> Records shown
***
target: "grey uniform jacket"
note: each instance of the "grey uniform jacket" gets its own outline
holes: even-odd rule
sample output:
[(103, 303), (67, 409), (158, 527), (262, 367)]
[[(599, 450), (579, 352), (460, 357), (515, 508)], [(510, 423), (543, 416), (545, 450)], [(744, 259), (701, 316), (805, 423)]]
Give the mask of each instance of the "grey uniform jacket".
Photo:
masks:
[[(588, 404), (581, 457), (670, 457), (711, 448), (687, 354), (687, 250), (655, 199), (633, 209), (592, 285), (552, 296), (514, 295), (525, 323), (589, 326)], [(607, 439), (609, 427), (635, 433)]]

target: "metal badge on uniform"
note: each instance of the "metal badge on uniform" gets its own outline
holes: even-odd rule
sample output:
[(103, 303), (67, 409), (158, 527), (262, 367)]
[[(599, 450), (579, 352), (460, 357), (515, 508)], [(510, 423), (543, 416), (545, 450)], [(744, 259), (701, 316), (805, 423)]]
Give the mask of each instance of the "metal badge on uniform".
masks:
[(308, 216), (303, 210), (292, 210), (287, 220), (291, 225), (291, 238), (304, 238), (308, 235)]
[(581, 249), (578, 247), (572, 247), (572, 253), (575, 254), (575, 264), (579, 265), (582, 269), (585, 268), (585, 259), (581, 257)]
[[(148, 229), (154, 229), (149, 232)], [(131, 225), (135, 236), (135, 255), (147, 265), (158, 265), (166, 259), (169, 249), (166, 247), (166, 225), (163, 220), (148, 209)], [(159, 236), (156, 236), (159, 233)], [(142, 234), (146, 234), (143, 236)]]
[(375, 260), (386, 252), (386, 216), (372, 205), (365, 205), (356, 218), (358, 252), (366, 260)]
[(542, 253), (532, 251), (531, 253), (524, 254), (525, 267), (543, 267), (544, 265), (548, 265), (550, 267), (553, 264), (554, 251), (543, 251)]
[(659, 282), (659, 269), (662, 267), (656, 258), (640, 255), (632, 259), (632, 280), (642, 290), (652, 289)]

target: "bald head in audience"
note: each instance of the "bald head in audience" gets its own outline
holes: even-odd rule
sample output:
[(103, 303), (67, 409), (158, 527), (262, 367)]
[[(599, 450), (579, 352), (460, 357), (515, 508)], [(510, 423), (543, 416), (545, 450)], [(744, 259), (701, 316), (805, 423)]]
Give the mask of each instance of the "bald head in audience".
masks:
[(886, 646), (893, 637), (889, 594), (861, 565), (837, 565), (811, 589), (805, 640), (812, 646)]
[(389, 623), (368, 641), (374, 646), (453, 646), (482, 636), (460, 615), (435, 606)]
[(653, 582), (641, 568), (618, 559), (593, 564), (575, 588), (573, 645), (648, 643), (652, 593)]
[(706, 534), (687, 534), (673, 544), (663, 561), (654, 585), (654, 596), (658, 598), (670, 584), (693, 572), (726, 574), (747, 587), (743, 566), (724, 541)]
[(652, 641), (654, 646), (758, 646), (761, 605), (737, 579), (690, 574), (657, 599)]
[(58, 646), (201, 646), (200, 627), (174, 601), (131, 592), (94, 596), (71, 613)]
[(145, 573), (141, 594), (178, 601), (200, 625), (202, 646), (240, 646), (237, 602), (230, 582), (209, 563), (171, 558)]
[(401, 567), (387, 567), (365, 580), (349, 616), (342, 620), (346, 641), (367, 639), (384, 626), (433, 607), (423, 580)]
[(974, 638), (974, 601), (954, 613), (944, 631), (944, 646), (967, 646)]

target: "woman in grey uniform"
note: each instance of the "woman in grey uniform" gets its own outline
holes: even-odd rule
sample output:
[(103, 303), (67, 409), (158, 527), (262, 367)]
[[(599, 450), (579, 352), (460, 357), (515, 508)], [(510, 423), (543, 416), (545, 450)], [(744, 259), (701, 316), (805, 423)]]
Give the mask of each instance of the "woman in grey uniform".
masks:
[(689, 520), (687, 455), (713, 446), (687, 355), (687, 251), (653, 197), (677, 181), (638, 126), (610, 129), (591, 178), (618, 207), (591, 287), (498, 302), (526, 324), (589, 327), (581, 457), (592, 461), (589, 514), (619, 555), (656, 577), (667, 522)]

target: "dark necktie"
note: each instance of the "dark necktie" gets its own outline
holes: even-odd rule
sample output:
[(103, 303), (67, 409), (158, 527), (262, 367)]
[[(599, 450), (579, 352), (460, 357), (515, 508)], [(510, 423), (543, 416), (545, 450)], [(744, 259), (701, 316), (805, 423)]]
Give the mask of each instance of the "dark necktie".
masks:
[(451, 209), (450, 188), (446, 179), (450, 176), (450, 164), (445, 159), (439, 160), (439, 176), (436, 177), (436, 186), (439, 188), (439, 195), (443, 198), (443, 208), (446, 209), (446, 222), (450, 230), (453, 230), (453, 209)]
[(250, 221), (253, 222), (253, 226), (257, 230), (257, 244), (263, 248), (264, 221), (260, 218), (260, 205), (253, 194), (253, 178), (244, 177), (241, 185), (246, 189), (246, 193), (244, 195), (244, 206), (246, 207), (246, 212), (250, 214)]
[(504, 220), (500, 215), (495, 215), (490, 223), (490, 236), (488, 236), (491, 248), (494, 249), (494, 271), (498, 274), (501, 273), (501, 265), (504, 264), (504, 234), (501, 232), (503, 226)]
***
> Work to be completed
Scale the entries from their start through the line containing "427), (635, 433)]]", inclusive, by rewriting every line, requests included. Multiply each coordinate in the mask answers by 2.15 and round to whole numbers, halves up, while the sample-output coordinates stay as they are.

> Expected answer
target: "grey uniform jacket"
note: each instance of the "grey uniform jacket" gets its own outline
holes: even-odd rule
sample output:
[(103, 303), (67, 409), (158, 527), (262, 367)]
[[(599, 450), (579, 352), (460, 357), (515, 508)], [(510, 423), (543, 416), (545, 450)], [(744, 259), (701, 316), (805, 423)]]
Give the mask of each instance of the "grey uniform jacket".
Photo:
masks:
[[(1264, 869), (1249, 983), (1441, 983), (1529, 963), (1477, 761), (1477, 538), (1408, 428), (1361, 449), (1273, 613), (1187, 636), (1105, 634), (1129, 694), (1266, 701)], [(1305, 944), (1309, 918), (1365, 931)]]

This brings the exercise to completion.